*DIRECTIVE A:* Reproduce a passage from the battery thread word for word, beginning at "They say every" and stopping after "(Mar 12, 2013)".

*SELECTED EXTRACT:*
————————

# jetski or lawn mower battery



## sbritt23 (Mar 6, 2013)

So I've been tossing around the idea of trying to use a LM or jet ski battery to start up my 94 evinrude 40 can this be done wanting a light weight smal battery in the stern of my boat for cranking, nav lights, bilge pump, and cmc tilt and trim Jack plate any suggestions out there


----------



## redbug (Mar 6, 2013)

check the requirements for the motor 
how many cold cranking amps does it require?
if you can meet that with the smaller battery then you could try
i dont know if i would trust being out on the water counting on that size battery to start mt big motor


----------



## JMichael (Mar 6, 2013)

I don't know about a 40 but I'm considering trying the same thing with my 20hp merc. I figure it can't be much different to start my Mercury than it would be to start an 18-20 horse mower. I plan to take the battery off my riding mower this spring just to test with but if it works you can bet I'll go buy one for my motor battery.


----------



## sbritt23 (Mar 6, 2013)

JMichael said:


> I don't know about a 40 but I'm considering trying the same thing with my 20hp merc. I figure it can't be much different to start my Mercury than it would be to start an 18-20 horse mower. I plan to take the battery off my riding mower this spring just to test with but if it works you can bet I'll go buy one for my motor battery.



My father has a jetski battery on a 4 stroke mercury 20 and it does fine so im pretty sure it would work on yours as well


----------



## JMichael (Mar 6, 2013)

sbritt23 said:


> My father has a jetski battery on a 4 stroke mercury 20 and it does fine so im pretty sure it would work on yours as well


Great! I'll just plan on getting one come spring then.


----------



## krawler (Mar 6, 2013)

The big jet ski's are more than 40 hp, so I think you would be okay with a big jet ski battery.


----------



## moi (Mar 11, 2013)

FWIW I recently converted my 1994 20hp 2 stroke Merc to electric start and installed a "lawnmower" type battery for starting. Works like a charm and behaves like it could crank all day long.


----------



## lckstckn2smknbrls (Mar 11, 2013)

I just asked this question on Iboats for my 1974 mercury 402 and got the answer of yes.


----------



## JMichael (Mar 11, 2013)

They say every dog has his day. :mrgreen: My aunt is moving out of state and asked me to come help her clean out her mini storage. We get there and had only loaded a few things when I noticed a brand new mower battery sitting there. It still had the protective cover over the + post. I ask what she had that for and she informed me she got it for the riding mower but the mower stayed with the house so she didn't need it now. Needless to say she didn't have to ask twice if I needed/wanted it. :mrgreen:


----------



## lovedr79 (Mar 12, 2013)

should be fine. i start my boat with the trolling motor battery  and eliminated the "starting" battery


----------

————————

Source records:
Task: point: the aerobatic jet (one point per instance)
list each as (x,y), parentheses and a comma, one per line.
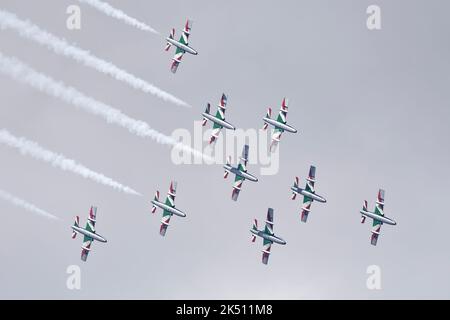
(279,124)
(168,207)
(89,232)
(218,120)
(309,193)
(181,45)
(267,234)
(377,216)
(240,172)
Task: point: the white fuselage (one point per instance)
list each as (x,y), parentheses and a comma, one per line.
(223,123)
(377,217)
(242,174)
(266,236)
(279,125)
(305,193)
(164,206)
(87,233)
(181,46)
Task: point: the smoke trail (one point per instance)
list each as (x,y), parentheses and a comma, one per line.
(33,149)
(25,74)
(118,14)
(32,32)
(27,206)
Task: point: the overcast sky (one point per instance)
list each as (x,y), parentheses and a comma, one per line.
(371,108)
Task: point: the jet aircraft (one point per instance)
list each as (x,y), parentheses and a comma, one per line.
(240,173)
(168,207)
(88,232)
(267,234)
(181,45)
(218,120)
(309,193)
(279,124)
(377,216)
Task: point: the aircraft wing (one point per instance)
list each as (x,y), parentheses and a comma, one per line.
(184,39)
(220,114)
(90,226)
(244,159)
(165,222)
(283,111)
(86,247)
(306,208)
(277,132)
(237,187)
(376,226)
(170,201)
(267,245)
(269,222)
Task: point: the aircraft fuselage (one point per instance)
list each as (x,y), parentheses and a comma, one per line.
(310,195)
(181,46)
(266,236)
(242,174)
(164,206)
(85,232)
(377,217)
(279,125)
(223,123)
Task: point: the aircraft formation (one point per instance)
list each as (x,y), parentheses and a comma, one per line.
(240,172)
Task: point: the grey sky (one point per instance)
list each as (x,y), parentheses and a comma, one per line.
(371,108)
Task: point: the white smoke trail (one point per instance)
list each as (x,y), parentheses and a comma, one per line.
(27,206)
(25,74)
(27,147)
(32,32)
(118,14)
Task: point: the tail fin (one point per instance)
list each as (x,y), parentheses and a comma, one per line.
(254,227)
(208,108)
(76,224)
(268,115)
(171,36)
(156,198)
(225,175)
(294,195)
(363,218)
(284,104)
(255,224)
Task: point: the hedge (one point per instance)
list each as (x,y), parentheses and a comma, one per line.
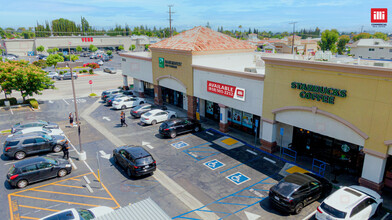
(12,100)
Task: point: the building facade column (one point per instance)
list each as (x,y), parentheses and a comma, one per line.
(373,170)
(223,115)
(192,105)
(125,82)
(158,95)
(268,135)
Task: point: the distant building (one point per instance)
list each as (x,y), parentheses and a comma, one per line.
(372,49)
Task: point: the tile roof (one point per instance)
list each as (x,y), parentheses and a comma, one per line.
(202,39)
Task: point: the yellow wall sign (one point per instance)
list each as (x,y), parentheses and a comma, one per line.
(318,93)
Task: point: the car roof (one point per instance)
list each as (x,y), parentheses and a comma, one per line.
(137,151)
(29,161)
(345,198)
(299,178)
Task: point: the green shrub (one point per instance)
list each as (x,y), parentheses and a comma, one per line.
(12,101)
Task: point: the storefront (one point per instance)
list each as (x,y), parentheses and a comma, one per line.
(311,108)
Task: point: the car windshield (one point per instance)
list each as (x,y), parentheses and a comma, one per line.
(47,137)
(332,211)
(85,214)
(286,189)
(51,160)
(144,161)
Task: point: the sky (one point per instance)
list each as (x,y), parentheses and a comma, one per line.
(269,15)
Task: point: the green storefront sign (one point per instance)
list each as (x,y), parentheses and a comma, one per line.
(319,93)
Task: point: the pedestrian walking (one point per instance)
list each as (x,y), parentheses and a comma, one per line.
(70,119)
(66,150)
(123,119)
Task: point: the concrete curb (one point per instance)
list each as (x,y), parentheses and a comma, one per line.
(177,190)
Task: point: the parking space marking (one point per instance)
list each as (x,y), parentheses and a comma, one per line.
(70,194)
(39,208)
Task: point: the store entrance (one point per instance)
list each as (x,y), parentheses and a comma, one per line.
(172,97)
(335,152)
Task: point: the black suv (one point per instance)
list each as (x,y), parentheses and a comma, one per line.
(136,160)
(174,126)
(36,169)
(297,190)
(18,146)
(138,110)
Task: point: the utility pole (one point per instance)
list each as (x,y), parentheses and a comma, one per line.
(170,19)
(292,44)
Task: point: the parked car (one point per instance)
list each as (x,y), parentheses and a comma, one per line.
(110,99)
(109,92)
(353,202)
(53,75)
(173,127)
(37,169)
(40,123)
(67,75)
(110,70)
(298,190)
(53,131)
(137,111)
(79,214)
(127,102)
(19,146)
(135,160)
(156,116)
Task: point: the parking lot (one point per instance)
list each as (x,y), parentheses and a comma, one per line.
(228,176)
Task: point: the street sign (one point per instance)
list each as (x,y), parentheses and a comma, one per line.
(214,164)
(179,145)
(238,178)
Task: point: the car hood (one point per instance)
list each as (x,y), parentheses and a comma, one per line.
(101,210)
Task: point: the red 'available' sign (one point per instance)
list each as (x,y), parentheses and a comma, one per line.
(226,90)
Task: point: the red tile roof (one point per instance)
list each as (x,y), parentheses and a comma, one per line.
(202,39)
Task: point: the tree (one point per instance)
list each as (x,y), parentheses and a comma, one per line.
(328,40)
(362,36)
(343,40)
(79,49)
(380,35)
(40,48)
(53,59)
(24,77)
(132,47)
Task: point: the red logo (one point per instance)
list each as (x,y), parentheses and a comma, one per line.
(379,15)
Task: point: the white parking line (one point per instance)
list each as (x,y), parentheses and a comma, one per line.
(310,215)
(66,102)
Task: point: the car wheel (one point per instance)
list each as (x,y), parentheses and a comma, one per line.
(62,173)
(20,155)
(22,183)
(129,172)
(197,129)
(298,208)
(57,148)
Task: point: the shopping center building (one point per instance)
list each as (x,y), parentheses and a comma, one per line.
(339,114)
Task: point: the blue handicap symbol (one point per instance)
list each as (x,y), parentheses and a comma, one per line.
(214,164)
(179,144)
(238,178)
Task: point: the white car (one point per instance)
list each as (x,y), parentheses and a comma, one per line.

————————

*DIRECTIVE B:* Collect every line of the records that contains the string "fuselage", treating uppercase and lowercase as different.

*REPLY A:*
They say every dog has his day. :mrgreen: My aunt is moving out of state and asked me to come help her clean out her mini storage. We get there and had only loaded a few things when I noticed a brand new mower battery sitting there. It still had the protective cover over the + post. I ask what she had that for and she informed me she got it for the riding mower but the mower stayed with the house so she didn't need it now. Needless to say she didn't have to ask twice if I needed/wanted it. :mrgreen:


----------



## lovedr79 (Mar 12, 2013)

*REPLY B:*
Task: point: the white fuselage (one point per instance)
Task: point: the aircraft fuselage (one point per instance)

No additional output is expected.